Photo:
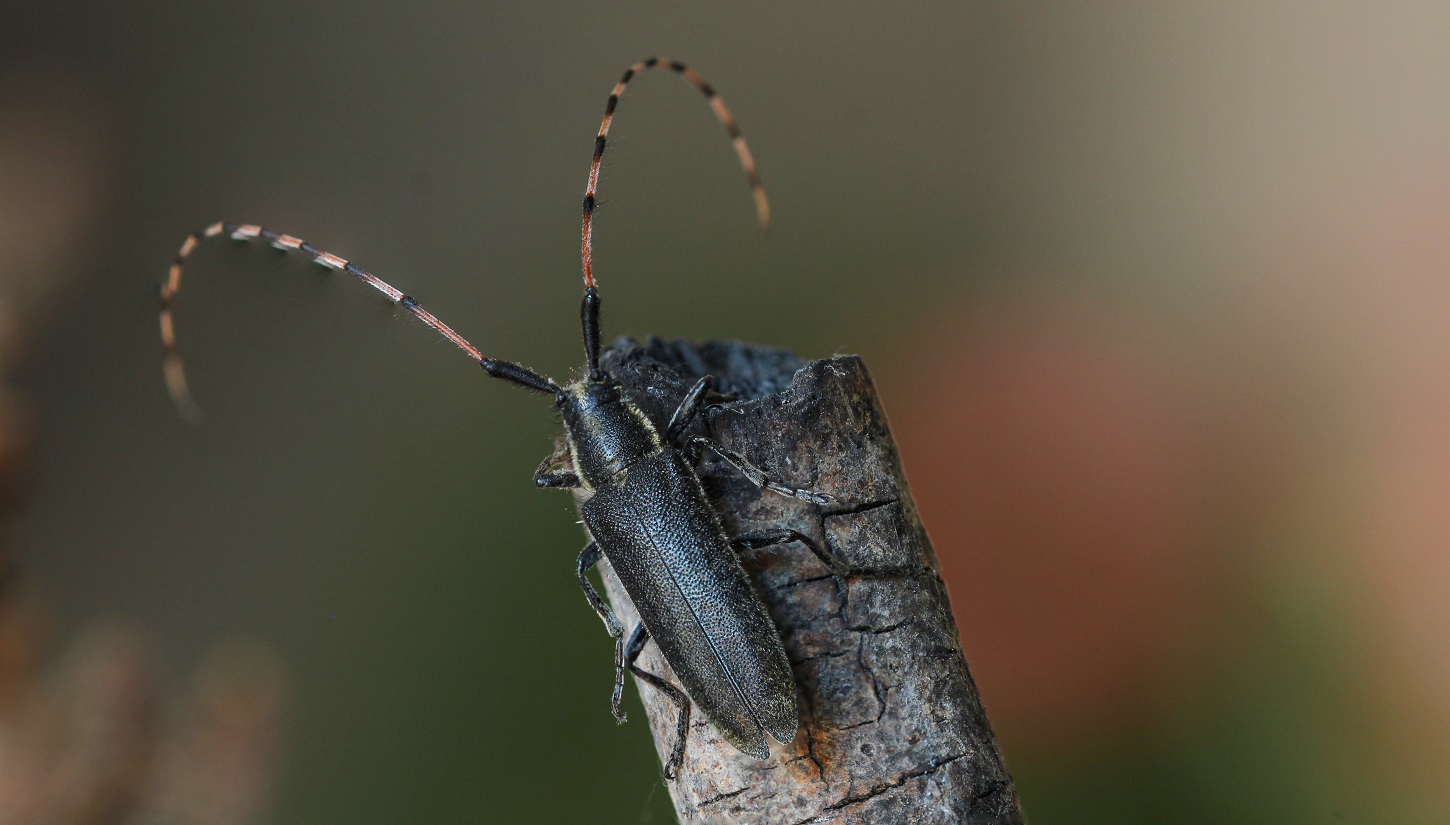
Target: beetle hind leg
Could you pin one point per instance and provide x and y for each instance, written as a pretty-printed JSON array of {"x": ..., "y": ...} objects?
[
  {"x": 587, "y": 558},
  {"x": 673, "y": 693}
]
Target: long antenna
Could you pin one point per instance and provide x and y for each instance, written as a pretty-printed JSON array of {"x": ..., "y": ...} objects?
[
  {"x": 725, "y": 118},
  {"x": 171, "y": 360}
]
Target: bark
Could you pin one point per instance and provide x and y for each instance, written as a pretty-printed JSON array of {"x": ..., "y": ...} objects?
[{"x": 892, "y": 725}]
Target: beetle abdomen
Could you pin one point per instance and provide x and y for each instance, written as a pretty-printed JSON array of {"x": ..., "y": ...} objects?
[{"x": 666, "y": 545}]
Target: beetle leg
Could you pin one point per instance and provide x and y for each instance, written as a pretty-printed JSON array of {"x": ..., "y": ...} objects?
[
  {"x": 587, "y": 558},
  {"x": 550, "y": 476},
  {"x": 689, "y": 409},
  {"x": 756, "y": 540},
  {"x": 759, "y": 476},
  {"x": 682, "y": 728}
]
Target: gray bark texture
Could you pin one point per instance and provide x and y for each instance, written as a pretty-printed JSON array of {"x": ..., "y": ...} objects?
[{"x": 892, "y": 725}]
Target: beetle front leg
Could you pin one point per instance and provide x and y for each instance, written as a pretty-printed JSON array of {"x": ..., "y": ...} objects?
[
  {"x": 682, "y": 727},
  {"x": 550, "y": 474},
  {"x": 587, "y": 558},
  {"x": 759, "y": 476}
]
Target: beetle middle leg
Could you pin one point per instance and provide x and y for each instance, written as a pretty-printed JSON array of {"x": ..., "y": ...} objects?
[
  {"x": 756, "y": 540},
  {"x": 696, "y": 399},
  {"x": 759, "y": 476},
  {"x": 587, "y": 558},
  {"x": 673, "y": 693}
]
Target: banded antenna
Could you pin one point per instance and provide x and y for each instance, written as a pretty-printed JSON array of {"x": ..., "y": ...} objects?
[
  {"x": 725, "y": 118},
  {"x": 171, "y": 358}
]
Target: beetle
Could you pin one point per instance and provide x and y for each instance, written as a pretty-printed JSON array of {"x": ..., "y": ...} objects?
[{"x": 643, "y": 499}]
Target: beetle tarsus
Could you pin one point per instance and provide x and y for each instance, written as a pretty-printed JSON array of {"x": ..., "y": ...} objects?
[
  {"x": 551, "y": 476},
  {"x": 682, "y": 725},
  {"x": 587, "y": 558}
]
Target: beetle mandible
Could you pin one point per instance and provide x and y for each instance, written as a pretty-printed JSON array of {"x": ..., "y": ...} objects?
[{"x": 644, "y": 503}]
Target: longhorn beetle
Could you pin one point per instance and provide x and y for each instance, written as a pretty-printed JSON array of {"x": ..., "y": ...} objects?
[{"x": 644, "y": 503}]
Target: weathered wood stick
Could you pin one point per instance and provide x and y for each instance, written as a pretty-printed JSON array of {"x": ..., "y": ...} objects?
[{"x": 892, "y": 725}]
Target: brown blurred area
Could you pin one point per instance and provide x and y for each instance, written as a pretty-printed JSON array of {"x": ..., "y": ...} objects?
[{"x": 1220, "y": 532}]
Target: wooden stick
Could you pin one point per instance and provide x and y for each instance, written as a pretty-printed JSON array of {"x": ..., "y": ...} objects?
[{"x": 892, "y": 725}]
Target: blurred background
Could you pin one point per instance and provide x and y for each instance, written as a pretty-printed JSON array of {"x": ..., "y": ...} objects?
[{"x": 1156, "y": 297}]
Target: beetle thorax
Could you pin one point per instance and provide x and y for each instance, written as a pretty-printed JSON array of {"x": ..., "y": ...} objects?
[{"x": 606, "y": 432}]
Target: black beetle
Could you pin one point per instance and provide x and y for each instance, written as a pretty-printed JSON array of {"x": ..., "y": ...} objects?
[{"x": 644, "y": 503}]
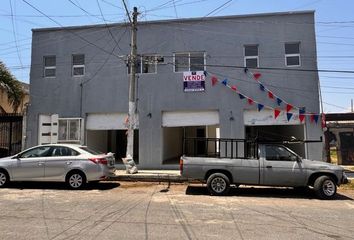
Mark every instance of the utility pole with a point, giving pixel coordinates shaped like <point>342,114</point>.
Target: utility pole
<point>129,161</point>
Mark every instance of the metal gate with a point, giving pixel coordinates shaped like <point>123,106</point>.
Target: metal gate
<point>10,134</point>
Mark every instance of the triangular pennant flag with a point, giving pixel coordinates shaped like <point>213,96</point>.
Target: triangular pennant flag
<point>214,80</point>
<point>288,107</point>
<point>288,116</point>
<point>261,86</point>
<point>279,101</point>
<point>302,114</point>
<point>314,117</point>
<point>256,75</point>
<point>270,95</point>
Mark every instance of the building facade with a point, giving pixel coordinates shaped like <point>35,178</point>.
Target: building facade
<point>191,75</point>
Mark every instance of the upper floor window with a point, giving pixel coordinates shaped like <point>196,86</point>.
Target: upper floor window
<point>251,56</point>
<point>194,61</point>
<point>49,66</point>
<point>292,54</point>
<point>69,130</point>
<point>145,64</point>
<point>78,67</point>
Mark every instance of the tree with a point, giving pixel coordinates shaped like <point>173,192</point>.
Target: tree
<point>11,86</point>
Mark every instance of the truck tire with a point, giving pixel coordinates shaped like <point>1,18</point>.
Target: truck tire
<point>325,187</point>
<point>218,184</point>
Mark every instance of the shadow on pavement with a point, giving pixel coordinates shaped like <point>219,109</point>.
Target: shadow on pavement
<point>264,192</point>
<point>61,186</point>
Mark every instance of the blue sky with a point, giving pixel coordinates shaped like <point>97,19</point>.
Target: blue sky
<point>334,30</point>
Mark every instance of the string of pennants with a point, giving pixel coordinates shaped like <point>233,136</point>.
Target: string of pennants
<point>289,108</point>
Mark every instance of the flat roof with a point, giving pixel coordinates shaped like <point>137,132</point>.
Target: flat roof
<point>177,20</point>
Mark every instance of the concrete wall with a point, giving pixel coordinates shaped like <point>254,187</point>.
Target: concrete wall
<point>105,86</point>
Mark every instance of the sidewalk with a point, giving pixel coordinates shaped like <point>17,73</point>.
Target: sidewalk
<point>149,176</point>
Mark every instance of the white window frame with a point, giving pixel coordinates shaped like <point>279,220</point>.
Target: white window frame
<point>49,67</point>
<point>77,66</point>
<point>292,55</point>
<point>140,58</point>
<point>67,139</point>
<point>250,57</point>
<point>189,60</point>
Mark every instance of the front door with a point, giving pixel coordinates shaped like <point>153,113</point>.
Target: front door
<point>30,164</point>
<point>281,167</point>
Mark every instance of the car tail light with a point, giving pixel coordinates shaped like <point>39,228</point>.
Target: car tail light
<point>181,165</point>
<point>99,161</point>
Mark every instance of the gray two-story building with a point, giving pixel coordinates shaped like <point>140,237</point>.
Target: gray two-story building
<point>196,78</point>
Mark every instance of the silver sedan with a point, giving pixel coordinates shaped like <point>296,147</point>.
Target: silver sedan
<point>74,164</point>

::::::

» Work task:
Word-for-word transcript, pictures excluded: copy all the material above.

» Result:
Photo:
Target: beetle hind leg
Could you pin one point per instance and provide x and y for each instance, written as a pretty-printed JSON array of {"x": ..., "y": ...} objects?
[
  {"x": 587, "y": 558},
  {"x": 673, "y": 693}
]
Target: long antenna
Could you pin one point per instance and provide x and y for each instance, written as a pretty-printed JSON array of {"x": ..., "y": ...} objects?
[
  {"x": 725, "y": 118},
  {"x": 171, "y": 360}
]
Target: bark
Could you pin one point per instance and provide x and y for each instance, written as a pretty-printed JSON array of {"x": ..., "y": ...} objects?
[{"x": 892, "y": 725}]
Target: beetle abdomen
Could you pin one point per instance and provide x and y for each instance, written as a pretty-printed JSON array of {"x": ..., "y": ...} objects?
[{"x": 666, "y": 545}]
Target: beetle leg
Could you pin one point per instance and provide x and y for each instance, written as a pretty-printed JSON array of {"x": ..., "y": ...} objects?
[
  {"x": 587, "y": 558},
  {"x": 550, "y": 476},
  {"x": 689, "y": 409},
  {"x": 756, "y": 540},
  {"x": 759, "y": 476},
  {"x": 682, "y": 728}
]
Target: gray bark texture
Could you pin one point per instance and provide x and y for each instance, written as a pretty-printed JSON array of {"x": ..., "y": ...} objects?
[{"x": 892, "y": 725}]
Target: beetle front leg
Could you pin one point per instance and provide x and y for each instance, written as a pretty-printed JSON array of {"x": ..., "y": ...} objects?
[
  {"x": 682, "y": 727},
  {"x": 550, "y": 474},
  {"x": 587, "y": 558},
  {"x": 759, "y": 476}
]
Target: beetle middle leg
Could you pin one point per instance and provide x and y for each instance, written as a pretty-printed JSON array of {"x": ..., "y": ...} objects?
[
  {"x": 756, "y": 540},
  {"x": 696, "y": 399},
  {"x": 759, "y": 476},
  {"x": 587, "y": 558},
  {"x": 673, "y": 693}
]
Target: banded antenna
Could you pin one point per instance and provide x and y for each instance, written as a pretty-printed JSON array of {"x": ..., "y": ...} objects?
[
  {"x": 725, "y": 118},
  {"x": 171, "y": 358}
]
Target: beetle
Could you pin one point per instance and provide x and y for each instance, written as a pretty-printed JSON array of {"x": ..., "y": ...} objects?
[{"x": 643, "y": 499}]
Target: beetle tarsus
Could you pin one point per instance and provide x and y for each instance, written as a pretty-printed JSON array of {"x": ..., "y": ...} objects?
[
  {"x": 551, "y": 476},
  {"x": 682, "y": 725},
  {"x": 587, "y": 558}
]
Target: beetle mandible
Could you pin one point per instance and provide x and y for each instance, written as a pretty-printed JSON array of {"x": ..., "y": ...} objects?
[{"x": 644, "y": 503}]
Target: longhorn beetle
Could you pin one point per instance and provide x and y for each instance, written as a pretty-printed JSON array of {"x": ..., "y": ...} objects?
[{"x": 644, "y": 503}]
Target: weathered wood stick
Could you pin one point per instance and provide x and y for each instance, written as a pretty-printed JSON array of {"x": ..., "y": ...} objects?
[{"x": 892, "y": 725}]
Target: brown blurred area
Could you pin one point per instance and provide x and y for each instance, written as a pretty-printed JSON array of {"x": ..., "y": ...} objects?
[{"x": 1220, "y": 532}]
Target: wooden stick
Could you pin one point per instance and provide x and y for each instance, written as a pretty-printed JSON array of {"x": ..., "y": ...} objects?
[{"x": 892, "y": 725}]
Target: blurred background
Could you pin one point per instance and provide x and y for each instance, written as a pretty-printed JSON array of {"x": ..., "y": ...} objects?
[{"x": 1156, "y": 297}]
Target: beetle thorax
Could you pin one point per instance and provide x and y for each instance, written as a pretty-printed JSON array of {"x": ..., "y": ...} objects?
[{"x": 606, "y": 432}]
Target: black beetle
Could you pin one point per instance and provide x and y for each instance, written as a pretty-printed JSON array of {"x": ..., "y": ...} objects?
[{"x": 644, "y": 503}]
Mark every instance of the utility pole with a point, giving pixel coordinates shaped like <point>342,114</point>.
Target: utility pole
<point>129,161</point>
Mark every instance of the metal gate with a point, giving pixel coordinates shaped like <point>123,106</point>.
Target: metal gate
<point>10,134</point>
Mark every instance of the triangular pennant flag with a point, giving pixel coordinates shaped like <point>213,96</point>.
Target: triangular pennant flag
<point>214,80</point>
<point>288,107</point>
<point>288,116</point>
<point>261,86</point>
<point>279,101</point>
<point>302,114</point>
<point>314,117</point>
<point>256,75</point>
<point>270,95</point>
Mark every instance of the building facade with a point, giving pixel coordinates shaped like <point>35,178</point>.
Target: building facade
<point>191,75</point>
Mark every instance of the upper floor window with a point, giving pixel coordinates shaped like <point>196,86</point>.
Target: upper floor window
<point>251,56</point>
<point>194,61</point>
<point>49,66</point>
<point>292,54</point>
<point>69,130</point>
<point>145,64</point>
<point>78,67</point>
Mark every instance of the tree with a point, giving pixel coordinates shaped like <point>173,192</point>.
Target: tree
<point>11,86</point>
Mark every instance of the truck tire with a point, giving pixel coordinates shaped like <point>1,18</point>.
Target: truck tire
<point>325,187</point>
<point>218,184</point>
Mark every instance of the shadow on pavement with a point, giving pixel coordinates shaped like <point>219,109</point>.
Target: shadow on pavement
<point>264,192</point>
<point>61,186</point>
Mark every instance of the blue sky with a point, giving pixel coordinates shaped like <point>97,19</point>.
Target: blue sky
<point>334,30</point>
Mark every instance of the string of pennants with a point, giving pixel coordinates shaped like <point>233,136</point>.
Target: string of pennants
<point>289,108</point>
Mark every instance of the flat roof with a point, giving pixel coordinates shaped like <point>137,132</point>.
Target: flat roof
<point>177,20</point>
Mark every instance of the concrete wall with a point, giving pixel coordinates shaped like <point>254,187</point>.
Target: concrete wall
<point>105,86</point>
Mark every instance of the sidewalk with a point, giving pixel coordinates shaped like <point>17,73</point>.
Target: sidewalk
<point>149,176</point>
Mark every instance of the white window frame with a point, giving pixel coordinates shaped like <point>279,220</point>.
Target: white window frame
<point>49,67</point>
<point>77,66</point>
<point>292,55</point>
<point>140,58</point>
<point>67,139</point>
<point>250,57</point>
<point>189,60</point>
Mark every instance of the front door with a point, giving pixel coordinates shaped like <point>153,113</point>.
Target: front door
<point>30,164</point>
<point>281,167</point>
Mark every instance of the car tail light with a point, giving pixel coordinates shaped like <point>39,228</point>.
Target: car tail light
<point>181,165</point>
<point>99,161</point>
Mark every instance of the gray two-story building with a point, giving pixel coordinates shaped like <point>140,237</point>.
Target: gray two-story building
<point>196,78</point>
Mark every instance of the silver sedan with a point, giving pixel coordinates shaped like <point>296,147</point>.
Target: silver sedan
<point>74,164</point>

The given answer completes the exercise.